DIRECTION.
Rewrite the records below with "instance" changed to "occurrence" throughout and nothing else altered. Leave the pictures out.

DATASET ROWS.
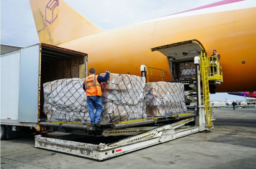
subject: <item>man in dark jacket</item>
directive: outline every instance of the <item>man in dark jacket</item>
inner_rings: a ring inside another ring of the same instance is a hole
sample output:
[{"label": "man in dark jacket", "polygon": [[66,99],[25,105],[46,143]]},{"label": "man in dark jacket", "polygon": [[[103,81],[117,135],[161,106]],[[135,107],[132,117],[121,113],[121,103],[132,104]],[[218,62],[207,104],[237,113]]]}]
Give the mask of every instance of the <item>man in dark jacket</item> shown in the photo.
[{"label": "man in dark jacket", "polygon": [[[89,70],[89,76],[84,81],[83,88],[86,91],[87,103],[89,108],[89,114],[91,125],[95,128],[99,127],[101,121],[101,111],[103,108],[101,99],[101,82],[108,81],[109,77],[109,70],[105,72],[104,77],[95,75],[95,69],[91,68]],[[94,114],[94,107],[96,108],[96,115]],[[96,116],[96,117],[95,117]]]},{"label": "man in dark jacket", "polygon": [[235,110],[236,108],[235,108],[235,106],[236,105],[236,102],[235,102],[235,101],[233,101],[233,103],[232,103],[231,104],[233,105],[233,110]]}]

ANSWER TO THIS PROBLEM.
subject: <item>man in dark jacket</item>
directive: outline every occurrence of the <item>man in dark jacket</item>
inner_rings: a ring inside another ring of the same occurrence is a hole
sample output:
[{"label": "man in dark jacket", "polygon": [[66,99],[25,105],[46,143]]},{"label": "man in dark jacket", "polygon": [[[103,81],[117,135],[161,106]],[[135,107],[132,117],[121,113],[121,103],[132,104]],[[218,62],[207,104],[237,113]]]}]
Give the mask of every occurrence of the <item>man in dark jacket</item> shown in the photo.
[{"label": "man in dark jacket", "polygon": [[[89,70],[89,76],[84,81],[83,88],[86,91],[87,103],[89,108],[89,114],[91,125],[95,128],[99,127],[101,121],[101,111],[103,108],[101,99],[101,82],[108,81],[109,77],[109,70],[105,72],[104,77],[95,75],[95,69],[91,68]],[[94,114],[94,107],[96,108],[96,115]],[[96,116],[96,117],[95,117]]]},{"label": "man in dark jacket", "polygon": [[235,110],[236,108],[235,108],[235,106],[236,105],[236,102],[235,102],[235,101],[233,101],[233,103],[232,103],[231,104],[233,105],[233,110]]}]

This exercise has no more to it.